#### TASK DETAILS
Determine how many lines in the listing below contain the string "slope", with uppercase and lowercase treated as distinct. Reply with the number alone.

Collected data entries

--- --- ---

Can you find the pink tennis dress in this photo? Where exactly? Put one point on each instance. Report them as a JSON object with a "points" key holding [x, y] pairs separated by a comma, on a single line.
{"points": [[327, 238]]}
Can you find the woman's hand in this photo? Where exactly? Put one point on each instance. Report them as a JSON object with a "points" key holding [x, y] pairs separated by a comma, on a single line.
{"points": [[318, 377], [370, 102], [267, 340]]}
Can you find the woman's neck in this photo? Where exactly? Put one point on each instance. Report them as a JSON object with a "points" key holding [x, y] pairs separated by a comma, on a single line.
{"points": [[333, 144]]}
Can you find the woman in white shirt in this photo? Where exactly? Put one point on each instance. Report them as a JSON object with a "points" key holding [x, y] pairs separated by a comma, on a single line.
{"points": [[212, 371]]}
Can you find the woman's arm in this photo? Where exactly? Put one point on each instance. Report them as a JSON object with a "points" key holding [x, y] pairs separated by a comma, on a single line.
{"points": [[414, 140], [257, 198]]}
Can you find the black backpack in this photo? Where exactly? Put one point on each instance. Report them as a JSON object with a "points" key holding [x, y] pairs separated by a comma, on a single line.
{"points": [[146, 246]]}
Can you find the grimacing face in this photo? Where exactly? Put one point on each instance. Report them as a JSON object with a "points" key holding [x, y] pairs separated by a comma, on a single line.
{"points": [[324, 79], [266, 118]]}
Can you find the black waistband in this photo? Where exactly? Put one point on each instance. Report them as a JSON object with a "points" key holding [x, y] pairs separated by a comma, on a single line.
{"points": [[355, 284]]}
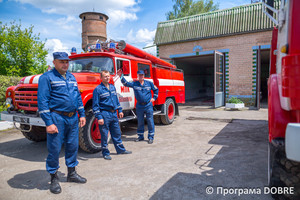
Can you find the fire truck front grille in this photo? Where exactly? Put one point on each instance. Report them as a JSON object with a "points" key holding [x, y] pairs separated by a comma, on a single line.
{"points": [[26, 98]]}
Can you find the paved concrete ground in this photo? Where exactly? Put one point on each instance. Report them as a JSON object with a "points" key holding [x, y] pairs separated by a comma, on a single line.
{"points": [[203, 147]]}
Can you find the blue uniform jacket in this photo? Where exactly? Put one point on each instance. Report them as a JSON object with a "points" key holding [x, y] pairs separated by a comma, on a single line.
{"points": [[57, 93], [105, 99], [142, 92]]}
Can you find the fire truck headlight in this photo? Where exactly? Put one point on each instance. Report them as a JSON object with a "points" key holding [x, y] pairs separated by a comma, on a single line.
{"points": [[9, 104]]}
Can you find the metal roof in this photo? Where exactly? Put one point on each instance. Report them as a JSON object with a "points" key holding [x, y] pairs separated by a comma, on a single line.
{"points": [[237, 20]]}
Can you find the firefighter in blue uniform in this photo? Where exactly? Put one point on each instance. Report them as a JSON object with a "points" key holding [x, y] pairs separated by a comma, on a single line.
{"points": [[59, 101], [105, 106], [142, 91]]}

--- --- ---

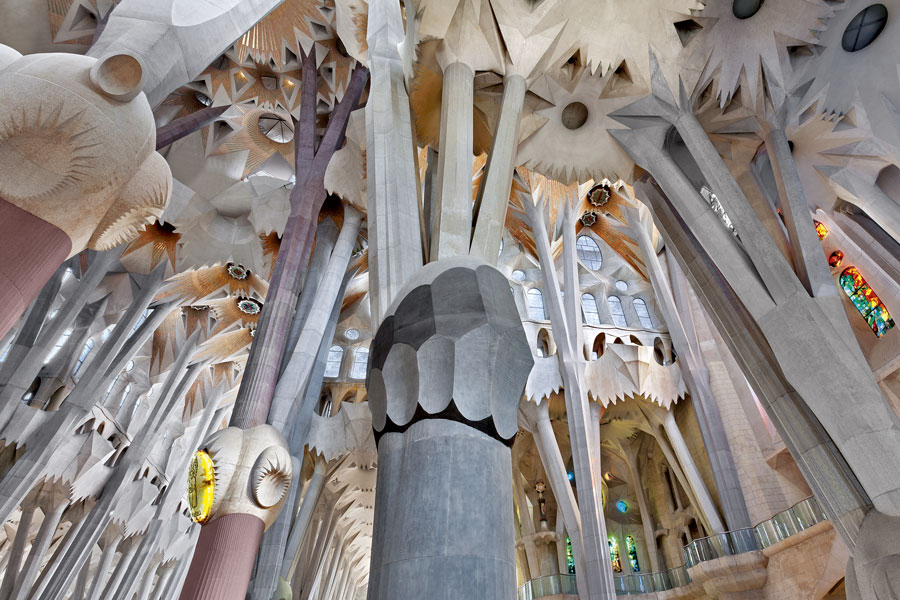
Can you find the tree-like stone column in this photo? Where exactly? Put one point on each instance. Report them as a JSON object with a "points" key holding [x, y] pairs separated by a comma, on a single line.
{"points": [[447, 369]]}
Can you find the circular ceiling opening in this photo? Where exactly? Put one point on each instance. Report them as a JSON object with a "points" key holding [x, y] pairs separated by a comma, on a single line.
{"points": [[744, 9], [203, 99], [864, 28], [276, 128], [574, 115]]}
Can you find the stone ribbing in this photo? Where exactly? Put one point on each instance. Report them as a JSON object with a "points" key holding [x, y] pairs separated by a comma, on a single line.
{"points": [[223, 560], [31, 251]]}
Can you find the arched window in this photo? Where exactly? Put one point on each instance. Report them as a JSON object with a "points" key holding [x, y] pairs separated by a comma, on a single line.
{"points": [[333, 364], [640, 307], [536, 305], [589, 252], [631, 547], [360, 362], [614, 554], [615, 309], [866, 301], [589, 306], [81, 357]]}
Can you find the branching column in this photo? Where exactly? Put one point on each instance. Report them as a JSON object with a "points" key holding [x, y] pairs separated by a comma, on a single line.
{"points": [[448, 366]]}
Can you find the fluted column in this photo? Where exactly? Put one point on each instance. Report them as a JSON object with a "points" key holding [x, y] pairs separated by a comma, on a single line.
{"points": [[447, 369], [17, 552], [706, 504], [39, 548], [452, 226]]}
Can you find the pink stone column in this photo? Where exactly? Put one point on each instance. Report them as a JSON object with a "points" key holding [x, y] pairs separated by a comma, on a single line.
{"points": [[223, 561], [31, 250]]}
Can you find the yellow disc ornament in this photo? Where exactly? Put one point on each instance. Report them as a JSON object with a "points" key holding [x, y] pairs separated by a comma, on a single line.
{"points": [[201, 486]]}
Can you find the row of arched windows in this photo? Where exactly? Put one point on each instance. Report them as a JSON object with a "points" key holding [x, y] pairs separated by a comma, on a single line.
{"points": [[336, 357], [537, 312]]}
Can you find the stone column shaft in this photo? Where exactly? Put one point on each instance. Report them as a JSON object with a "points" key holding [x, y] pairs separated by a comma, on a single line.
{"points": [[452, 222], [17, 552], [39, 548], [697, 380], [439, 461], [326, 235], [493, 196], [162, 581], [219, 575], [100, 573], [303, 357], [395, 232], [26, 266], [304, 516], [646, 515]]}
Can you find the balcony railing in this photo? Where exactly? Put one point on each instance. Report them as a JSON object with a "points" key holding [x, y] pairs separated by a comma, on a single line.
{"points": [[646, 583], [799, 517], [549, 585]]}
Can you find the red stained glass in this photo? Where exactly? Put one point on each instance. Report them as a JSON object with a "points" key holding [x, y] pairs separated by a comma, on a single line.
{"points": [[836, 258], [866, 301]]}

--- --- ---

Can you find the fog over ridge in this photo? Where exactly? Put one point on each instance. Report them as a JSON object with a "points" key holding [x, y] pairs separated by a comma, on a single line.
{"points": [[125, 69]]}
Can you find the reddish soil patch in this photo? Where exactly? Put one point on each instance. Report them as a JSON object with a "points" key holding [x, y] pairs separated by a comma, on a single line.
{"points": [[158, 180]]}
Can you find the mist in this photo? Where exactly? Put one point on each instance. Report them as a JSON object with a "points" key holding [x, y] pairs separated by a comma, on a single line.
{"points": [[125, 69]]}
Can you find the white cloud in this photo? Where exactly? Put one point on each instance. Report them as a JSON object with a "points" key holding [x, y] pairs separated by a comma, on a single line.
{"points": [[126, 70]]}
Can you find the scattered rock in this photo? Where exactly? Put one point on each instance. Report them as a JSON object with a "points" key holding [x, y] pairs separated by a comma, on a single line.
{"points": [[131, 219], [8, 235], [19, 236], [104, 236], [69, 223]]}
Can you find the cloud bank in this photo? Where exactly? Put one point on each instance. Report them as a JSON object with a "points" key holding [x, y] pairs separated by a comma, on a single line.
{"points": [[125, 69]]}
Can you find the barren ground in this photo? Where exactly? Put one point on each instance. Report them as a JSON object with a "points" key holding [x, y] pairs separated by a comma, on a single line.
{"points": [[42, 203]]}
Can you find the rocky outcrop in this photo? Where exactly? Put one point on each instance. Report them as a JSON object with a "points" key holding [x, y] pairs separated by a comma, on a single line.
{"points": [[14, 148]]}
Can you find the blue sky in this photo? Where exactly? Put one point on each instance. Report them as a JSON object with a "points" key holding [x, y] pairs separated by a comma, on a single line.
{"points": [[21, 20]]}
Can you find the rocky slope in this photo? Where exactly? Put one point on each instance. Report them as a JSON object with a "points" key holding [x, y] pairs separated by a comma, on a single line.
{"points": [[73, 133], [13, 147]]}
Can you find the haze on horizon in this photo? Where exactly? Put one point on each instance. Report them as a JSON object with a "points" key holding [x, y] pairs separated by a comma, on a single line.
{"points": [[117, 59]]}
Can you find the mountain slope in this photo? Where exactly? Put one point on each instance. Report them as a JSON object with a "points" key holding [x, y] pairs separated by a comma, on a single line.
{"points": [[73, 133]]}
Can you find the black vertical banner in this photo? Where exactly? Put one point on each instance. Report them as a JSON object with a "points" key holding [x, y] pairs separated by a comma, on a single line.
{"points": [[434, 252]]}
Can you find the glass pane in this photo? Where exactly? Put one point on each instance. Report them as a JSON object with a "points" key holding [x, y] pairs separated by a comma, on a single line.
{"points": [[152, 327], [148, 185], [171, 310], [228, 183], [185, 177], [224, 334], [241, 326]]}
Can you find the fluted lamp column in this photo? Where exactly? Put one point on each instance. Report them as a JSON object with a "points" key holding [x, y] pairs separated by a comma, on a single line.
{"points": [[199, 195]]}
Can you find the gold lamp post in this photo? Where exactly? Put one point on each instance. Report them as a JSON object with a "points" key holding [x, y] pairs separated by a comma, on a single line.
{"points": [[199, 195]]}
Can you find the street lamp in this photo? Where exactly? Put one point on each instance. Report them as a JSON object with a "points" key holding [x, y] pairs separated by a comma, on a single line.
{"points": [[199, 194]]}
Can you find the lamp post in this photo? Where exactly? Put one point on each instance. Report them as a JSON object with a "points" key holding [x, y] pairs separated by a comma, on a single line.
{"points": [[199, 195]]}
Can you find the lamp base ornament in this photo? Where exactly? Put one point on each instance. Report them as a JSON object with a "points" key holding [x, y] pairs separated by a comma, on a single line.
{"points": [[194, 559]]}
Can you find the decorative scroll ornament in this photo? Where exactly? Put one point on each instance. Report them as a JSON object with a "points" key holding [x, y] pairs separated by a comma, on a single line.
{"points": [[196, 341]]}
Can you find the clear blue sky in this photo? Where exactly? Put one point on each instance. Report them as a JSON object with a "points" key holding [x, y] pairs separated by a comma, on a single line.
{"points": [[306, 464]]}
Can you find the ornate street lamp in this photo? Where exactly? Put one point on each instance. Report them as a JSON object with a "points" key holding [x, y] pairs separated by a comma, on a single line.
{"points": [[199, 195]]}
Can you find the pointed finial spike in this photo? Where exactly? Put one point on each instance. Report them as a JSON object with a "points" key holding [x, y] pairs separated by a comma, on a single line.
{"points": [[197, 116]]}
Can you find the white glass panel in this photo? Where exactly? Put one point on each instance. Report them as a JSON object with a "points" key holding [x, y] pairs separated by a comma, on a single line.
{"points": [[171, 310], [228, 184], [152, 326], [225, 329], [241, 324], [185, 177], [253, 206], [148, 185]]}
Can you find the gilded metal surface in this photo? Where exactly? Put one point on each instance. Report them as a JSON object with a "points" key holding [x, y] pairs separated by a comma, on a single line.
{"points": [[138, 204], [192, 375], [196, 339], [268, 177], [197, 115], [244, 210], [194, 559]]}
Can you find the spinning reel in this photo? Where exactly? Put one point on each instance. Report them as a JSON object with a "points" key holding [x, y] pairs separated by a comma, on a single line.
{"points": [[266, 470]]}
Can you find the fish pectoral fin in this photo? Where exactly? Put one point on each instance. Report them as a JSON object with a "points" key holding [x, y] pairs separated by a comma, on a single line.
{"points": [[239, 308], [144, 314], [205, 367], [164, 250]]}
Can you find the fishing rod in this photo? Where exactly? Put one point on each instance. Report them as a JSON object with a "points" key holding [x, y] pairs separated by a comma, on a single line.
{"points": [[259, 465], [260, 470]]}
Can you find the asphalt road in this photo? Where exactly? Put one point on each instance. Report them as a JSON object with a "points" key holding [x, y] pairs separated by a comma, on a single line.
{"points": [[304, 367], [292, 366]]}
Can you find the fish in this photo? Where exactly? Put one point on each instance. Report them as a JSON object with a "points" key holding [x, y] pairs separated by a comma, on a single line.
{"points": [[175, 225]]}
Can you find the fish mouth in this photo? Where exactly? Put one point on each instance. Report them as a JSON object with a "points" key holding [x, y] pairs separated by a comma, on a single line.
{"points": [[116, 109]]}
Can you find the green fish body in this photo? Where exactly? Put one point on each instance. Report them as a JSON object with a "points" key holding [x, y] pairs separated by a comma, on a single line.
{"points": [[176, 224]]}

--- --- ---

#### EXERCISE SOLUTION
2